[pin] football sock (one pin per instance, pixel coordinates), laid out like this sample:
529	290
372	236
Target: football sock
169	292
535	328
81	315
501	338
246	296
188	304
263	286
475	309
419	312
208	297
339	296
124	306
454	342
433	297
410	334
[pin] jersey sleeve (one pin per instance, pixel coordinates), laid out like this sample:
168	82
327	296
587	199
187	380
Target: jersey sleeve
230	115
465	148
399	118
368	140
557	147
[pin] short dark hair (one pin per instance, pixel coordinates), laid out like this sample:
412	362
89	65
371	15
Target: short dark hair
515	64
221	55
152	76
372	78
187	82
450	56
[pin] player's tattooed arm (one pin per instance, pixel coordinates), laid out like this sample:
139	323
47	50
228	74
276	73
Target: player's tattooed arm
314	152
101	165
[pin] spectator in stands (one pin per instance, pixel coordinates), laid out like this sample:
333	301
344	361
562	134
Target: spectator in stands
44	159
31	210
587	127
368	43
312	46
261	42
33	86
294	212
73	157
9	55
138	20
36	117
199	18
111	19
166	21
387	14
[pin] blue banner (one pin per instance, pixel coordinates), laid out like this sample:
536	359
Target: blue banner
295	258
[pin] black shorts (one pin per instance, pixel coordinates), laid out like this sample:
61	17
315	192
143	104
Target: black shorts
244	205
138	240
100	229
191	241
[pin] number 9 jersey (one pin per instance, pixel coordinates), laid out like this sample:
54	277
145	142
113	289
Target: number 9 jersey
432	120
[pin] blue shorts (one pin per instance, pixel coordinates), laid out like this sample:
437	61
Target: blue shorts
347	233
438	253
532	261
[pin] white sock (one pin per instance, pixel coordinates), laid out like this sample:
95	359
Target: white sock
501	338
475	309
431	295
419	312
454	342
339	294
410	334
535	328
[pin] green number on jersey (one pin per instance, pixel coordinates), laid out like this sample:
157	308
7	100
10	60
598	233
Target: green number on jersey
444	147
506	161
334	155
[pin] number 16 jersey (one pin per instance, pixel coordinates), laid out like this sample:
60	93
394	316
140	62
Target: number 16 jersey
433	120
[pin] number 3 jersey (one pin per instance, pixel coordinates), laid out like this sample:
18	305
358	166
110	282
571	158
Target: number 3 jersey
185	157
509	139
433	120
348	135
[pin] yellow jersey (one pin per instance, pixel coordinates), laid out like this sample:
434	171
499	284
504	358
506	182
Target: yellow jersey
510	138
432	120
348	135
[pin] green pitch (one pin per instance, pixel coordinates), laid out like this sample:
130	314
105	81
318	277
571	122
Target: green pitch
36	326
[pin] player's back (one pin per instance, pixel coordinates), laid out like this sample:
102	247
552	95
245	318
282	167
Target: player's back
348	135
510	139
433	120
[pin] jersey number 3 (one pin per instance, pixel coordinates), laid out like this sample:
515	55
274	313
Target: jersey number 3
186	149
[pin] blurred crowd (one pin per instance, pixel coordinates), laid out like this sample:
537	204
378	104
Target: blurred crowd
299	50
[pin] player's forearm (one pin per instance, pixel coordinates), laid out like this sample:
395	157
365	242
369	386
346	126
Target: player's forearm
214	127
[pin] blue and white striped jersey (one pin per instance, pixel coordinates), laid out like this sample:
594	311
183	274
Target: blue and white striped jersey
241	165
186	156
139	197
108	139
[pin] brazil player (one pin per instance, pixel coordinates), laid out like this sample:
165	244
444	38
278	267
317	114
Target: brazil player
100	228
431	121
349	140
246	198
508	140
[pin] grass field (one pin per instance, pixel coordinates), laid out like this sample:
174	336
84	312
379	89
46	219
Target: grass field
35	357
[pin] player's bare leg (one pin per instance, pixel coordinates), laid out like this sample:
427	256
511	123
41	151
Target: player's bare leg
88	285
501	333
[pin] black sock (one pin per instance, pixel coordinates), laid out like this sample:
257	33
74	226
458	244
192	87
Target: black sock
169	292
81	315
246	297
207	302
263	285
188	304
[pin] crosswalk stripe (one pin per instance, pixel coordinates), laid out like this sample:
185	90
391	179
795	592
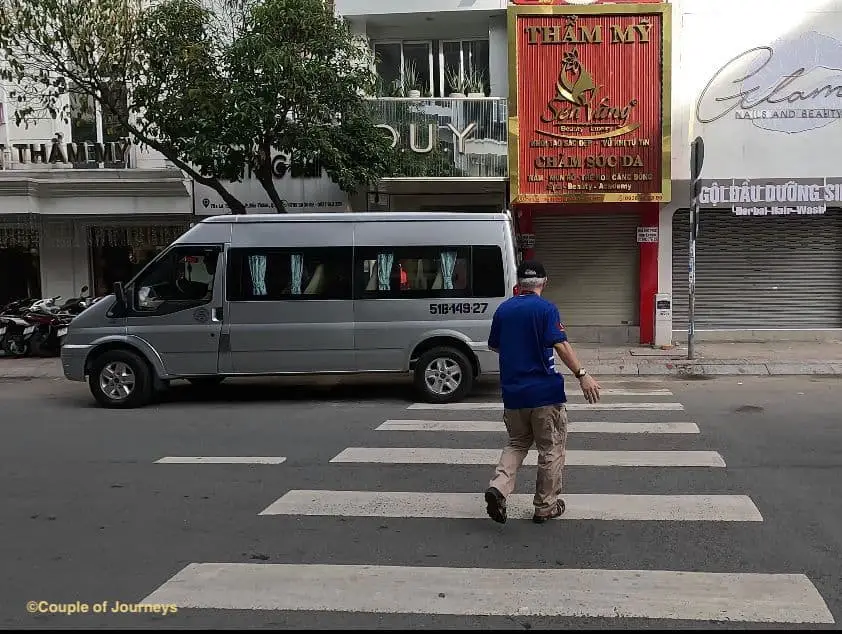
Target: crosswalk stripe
650	594
465	406
675	508
595	427
221	460
632	392
575	458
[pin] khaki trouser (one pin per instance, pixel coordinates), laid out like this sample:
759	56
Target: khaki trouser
547	428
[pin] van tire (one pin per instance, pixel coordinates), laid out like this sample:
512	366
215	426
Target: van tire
448	360
142	387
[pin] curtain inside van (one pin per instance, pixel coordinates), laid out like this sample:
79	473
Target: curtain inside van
257	267
296	269
384	270
448	264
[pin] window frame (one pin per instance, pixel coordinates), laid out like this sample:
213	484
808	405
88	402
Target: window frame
369	252
170	306
237	257
430	60
463	61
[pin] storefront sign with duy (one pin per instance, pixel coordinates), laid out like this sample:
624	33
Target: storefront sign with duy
589	110
303	188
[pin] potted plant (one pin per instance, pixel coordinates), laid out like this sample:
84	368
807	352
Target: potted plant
457	83
411	81
476	85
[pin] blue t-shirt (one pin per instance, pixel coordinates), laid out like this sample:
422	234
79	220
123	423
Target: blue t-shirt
524	330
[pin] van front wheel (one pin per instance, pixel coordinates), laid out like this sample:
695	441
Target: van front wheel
121	379
443	375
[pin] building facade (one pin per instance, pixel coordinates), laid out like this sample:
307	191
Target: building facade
577	115
765	100
80	206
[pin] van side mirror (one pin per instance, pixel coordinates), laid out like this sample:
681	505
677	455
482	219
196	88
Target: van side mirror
120	294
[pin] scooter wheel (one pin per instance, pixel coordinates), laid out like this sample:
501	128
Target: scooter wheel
16	348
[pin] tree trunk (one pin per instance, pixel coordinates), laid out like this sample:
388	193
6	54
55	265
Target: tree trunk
264	177
234	203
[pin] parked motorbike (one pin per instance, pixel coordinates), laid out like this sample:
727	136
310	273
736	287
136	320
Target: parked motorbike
16	340
38	327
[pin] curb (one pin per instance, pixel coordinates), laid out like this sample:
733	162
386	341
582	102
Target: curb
676	368
719	368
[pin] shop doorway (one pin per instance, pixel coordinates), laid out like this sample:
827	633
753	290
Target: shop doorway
20	274
119	253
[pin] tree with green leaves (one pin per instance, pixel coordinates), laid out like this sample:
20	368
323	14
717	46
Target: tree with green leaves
218	90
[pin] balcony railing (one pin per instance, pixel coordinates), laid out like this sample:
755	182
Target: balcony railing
456	138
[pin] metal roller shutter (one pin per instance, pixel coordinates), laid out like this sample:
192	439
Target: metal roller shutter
593	266
760	272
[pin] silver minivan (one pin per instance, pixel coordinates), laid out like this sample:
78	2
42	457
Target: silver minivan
303	294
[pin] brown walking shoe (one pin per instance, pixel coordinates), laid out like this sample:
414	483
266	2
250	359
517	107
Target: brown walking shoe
496	505
556	512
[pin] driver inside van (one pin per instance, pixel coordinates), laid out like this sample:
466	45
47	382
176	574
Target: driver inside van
196	290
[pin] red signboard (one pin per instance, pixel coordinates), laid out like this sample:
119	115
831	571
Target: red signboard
590	120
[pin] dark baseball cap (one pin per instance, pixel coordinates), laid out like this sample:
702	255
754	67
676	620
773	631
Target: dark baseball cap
531	269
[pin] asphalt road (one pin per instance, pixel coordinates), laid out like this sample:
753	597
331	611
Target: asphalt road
88	515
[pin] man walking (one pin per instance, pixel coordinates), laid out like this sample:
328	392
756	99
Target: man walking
524	332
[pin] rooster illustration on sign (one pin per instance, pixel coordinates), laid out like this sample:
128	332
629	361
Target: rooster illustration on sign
575	83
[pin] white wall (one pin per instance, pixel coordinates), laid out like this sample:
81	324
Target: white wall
498	54
384	7
64	258
710	33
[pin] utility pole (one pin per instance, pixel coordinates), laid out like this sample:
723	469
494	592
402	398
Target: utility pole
697	159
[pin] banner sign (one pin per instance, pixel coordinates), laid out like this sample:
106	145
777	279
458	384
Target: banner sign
773	197
589	106
579	3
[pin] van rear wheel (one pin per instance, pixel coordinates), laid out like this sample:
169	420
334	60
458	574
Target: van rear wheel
121	379
443	375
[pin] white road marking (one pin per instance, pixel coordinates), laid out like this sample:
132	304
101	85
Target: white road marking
649	594
220	460
572	427
466	406
667	508
436	455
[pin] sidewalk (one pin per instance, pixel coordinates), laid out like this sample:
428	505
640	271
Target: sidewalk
716	359
712	359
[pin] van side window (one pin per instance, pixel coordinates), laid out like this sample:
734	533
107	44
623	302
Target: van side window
289	274
413	272
182	278
489	280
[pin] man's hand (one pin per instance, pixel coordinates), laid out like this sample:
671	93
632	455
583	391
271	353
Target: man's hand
590	388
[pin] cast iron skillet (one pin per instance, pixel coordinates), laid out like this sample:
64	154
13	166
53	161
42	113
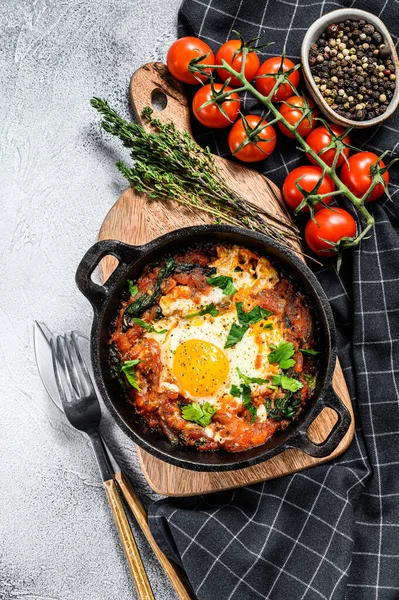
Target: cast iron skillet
105	301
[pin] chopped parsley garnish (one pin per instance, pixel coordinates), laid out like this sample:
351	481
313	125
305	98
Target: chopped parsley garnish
147	326
248	380
236	334
253	316
286	383
247	402
284	408
202	415
209	309
129	369
224	282
133	288
235	391
282	355
244	392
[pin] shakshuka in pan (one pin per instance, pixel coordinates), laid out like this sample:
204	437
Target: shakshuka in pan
215	348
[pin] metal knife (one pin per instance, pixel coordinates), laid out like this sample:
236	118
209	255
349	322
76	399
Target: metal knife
44	362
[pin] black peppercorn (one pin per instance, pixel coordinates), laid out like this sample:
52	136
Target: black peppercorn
358	79
385	51
332	30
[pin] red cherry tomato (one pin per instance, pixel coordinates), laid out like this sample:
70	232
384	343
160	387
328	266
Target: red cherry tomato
181	52
320	137
260	147
292	110
357	177
307	177
332	224
211	115
264	85
230	52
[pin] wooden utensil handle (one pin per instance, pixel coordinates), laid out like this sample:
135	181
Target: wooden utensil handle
136	566
173	572
155	78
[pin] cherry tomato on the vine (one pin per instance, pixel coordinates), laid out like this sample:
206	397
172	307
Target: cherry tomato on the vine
212	115
180	54
271	66
262	139
308	178
320	138
292	110
332	225
356	175
231	52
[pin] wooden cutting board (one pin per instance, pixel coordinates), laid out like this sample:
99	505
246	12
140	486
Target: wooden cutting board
135	219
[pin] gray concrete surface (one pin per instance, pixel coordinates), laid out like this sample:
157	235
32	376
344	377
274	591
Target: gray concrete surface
58	180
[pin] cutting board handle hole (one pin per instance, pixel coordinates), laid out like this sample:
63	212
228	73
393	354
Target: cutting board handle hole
159	100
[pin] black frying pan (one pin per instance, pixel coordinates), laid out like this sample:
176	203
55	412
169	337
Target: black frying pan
105	300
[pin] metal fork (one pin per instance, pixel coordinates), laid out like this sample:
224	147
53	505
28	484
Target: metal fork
82	409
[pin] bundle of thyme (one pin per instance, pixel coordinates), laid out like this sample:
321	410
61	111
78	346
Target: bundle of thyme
169	164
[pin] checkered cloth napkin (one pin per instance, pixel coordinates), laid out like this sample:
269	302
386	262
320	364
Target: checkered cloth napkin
332	531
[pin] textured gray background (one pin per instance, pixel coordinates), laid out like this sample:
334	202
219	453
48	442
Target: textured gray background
57	181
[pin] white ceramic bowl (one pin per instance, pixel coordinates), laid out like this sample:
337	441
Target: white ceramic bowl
312	35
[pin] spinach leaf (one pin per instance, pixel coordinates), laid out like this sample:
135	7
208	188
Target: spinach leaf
223	282
129	369
137	307
282	354
202	415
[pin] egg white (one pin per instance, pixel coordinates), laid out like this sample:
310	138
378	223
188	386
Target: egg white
177	304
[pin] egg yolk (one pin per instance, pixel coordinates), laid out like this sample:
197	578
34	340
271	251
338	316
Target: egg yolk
200	367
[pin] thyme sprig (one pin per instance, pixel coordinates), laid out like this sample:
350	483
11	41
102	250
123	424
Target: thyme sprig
169	164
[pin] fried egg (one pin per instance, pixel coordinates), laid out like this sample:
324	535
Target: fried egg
195	362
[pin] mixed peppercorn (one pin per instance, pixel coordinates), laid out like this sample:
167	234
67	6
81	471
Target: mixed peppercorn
354	70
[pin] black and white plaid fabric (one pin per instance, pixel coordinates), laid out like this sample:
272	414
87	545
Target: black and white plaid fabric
331	532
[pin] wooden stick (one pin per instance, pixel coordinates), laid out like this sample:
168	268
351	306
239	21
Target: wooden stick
136	566
173	572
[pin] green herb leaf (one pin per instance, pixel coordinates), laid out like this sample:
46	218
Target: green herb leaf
129	369
236	334
284	408
311	379
147	326
208	309
248	380
282	354
247	402
198	414
133	289
235	391
223	282
286	383
141	304
253	316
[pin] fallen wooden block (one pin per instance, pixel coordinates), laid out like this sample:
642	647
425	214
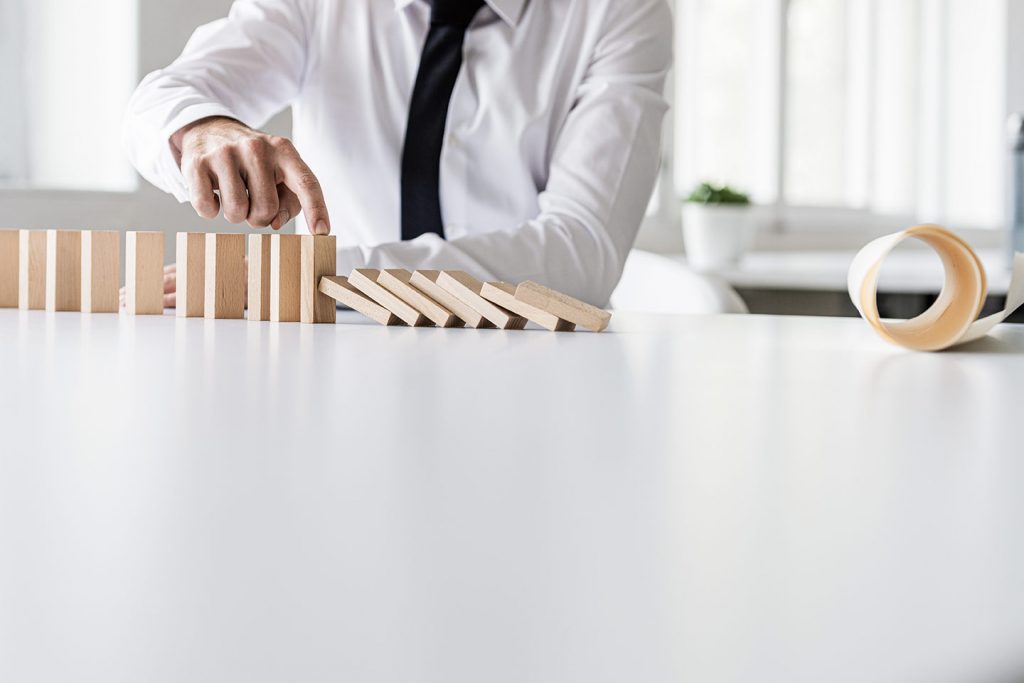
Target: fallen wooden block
365	280
144	273
426	282
259	278
286	278
465	287
503	294
9	257
100	271
225	275
190	273
340	290
563	306
64	270
320	258
396	281
32	269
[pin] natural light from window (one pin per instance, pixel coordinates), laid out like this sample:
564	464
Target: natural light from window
889	108
68	68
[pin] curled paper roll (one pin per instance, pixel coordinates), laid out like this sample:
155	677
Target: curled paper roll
952	318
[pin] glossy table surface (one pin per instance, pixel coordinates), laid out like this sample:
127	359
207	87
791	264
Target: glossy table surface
721	499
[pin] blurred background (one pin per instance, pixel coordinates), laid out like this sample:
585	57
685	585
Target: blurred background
839	120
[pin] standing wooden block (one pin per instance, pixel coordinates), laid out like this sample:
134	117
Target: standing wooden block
320	258
64	270
563	306
365	280
504	295
397	283
225	275
189	261
426	282
286	278
144	273
9	257
32	269
259	278
467	288
340	290
100	271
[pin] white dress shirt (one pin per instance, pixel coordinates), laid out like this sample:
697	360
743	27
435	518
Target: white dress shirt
552	143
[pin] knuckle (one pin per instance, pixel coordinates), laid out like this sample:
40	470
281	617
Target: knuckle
280	143
307	180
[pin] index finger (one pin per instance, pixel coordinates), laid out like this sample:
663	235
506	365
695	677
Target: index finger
301	180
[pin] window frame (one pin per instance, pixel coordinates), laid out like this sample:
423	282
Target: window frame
787	226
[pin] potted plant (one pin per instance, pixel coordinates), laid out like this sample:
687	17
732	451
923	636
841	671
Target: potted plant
718	226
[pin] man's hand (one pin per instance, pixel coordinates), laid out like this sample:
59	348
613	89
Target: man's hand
261	178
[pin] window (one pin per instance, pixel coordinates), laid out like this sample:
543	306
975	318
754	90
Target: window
842	112
68	68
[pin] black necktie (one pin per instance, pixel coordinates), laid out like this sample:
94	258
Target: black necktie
439	65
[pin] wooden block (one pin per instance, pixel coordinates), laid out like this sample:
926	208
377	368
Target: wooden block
9	257
365	280
396	282
426	282
286	278
32	269
100	271
190	265
259	278
504	295
467	288
563	306
340	290
144	273
320	258
225	275
64	270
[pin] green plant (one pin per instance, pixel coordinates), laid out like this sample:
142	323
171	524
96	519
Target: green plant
708	193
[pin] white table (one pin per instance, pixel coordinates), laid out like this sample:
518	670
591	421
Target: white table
681	499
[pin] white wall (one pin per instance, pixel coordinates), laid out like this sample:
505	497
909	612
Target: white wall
163	28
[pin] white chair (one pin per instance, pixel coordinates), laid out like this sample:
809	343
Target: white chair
654	284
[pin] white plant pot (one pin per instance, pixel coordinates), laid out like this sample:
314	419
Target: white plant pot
717	237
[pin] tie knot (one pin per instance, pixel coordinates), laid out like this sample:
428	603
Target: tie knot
457	12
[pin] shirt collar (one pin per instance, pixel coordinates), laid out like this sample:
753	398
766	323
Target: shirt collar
508	10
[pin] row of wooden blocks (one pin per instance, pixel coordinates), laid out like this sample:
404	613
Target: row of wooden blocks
454	298
78	270
291	278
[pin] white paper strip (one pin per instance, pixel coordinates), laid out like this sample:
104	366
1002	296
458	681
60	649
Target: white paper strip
952	318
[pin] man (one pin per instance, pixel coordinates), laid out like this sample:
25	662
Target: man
515	139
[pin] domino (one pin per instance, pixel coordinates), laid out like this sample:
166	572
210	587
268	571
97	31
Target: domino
9	258
503	294
32	269
100	271
340	290
190	273
286	275
225	275
320	257
144	273
563	306
365	280
64	270
465	287
259	278
397	283
426	282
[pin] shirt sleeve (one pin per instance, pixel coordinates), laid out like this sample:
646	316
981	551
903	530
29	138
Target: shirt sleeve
248	66
603	169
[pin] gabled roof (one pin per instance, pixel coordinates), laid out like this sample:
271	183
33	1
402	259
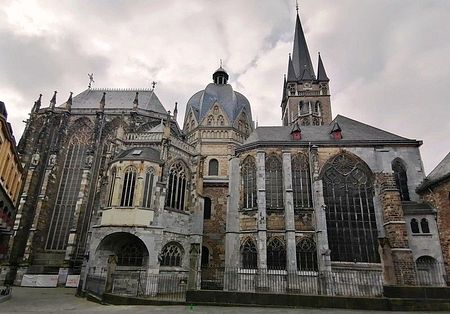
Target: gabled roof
301	59
440	173
118	99
353	132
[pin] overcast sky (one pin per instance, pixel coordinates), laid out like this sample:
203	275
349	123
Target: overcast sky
388	61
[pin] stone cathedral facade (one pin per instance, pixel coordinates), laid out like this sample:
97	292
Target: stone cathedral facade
111	176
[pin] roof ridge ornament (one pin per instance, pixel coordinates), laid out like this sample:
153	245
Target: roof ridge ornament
91	80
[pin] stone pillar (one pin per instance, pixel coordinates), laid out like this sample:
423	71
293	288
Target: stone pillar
289	218
396	237
323	250
232	242
261	220
82	195
42	194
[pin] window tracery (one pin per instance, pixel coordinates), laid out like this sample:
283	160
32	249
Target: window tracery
176	186
129	184
401	179
148	188
414	226
249	254
350	213
130	254
213	168
171	254
274	183
301	182
248	174
111	186
306	254
276	254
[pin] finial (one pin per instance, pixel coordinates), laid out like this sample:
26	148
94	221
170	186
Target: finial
91	80
103	101
37	104
69	102
53	100
136	101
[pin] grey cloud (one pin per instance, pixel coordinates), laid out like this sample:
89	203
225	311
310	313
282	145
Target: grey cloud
387	60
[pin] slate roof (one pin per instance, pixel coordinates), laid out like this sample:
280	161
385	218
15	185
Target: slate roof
118	99
352	131
440	173
232	102
147	153
414	208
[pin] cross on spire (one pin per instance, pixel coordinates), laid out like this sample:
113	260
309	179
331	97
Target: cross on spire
91	79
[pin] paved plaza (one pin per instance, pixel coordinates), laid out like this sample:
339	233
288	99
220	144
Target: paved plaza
63	300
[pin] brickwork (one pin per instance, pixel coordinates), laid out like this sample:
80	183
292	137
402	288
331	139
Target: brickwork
396	237
214	228
439	197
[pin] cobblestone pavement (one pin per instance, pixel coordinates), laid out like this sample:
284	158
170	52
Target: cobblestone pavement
63	300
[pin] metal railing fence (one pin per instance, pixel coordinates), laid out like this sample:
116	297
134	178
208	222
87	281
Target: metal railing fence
336	282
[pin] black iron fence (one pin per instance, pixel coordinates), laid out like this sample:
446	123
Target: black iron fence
96	282
139	283
337	282
424	272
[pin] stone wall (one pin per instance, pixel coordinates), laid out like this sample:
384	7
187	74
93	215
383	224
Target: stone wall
439	197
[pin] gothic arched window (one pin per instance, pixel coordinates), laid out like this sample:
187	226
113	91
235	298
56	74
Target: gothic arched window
213	169
276	254
350	213
249	254
207	208
306	254
317	109
301	182
424	225
176	186
414	226
401	180
248	174
274	183
130	254
210	120
111	185
148	188
171	254
129	183
220	120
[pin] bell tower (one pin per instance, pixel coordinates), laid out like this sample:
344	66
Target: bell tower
306	98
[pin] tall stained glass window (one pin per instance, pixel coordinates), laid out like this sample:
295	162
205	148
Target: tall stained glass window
350	213
301	181
67	194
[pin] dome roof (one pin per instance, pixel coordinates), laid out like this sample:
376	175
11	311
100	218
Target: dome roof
232	102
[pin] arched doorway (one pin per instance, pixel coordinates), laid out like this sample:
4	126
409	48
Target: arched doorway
428	272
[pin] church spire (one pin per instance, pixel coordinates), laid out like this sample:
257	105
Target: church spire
301	59
321	74
292	77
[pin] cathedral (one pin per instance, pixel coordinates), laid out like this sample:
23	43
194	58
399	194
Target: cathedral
111	178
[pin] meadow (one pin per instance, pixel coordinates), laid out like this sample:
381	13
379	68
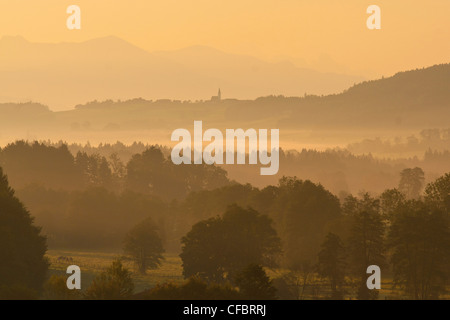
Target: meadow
93	263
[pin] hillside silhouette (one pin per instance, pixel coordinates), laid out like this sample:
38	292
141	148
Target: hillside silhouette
64	74
404	104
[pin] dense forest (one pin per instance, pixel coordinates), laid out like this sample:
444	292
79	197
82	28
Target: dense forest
227	232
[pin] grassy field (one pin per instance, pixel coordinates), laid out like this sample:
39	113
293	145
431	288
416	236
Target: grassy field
92	263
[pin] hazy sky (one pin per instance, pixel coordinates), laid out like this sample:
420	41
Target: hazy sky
329	35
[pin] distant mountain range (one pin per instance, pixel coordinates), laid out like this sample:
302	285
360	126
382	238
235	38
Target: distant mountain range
400	105
62	75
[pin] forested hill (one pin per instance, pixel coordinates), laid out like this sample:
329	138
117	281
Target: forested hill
404	103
==================================================
Starting from the line with "[pin] grassy field" and ending with the final line of the data, quote every line exactly, both ends included.

## Full output
[pin] grassy field (one pin per instance, pixel coordinates), laid out like this sample:
39	113
293	145
431	288
416	236
Target: grassy field
92	263
[pin] hazy sky (one pin per instance, pixel coordinates), laid out like this sample:
420	41
Target: hazy sky
329	35
[pin] distant mountain range (one pin per instance, pixel coordinates), laid out like this sample:
302	285
360	126
382	238
235	38
Target: distant mountain range
400	105
62	75
[pin] forested hill (one pin per instance, pixel coordinates), laid out like this sample:
329	138
117	281
Target: forested hill
404	103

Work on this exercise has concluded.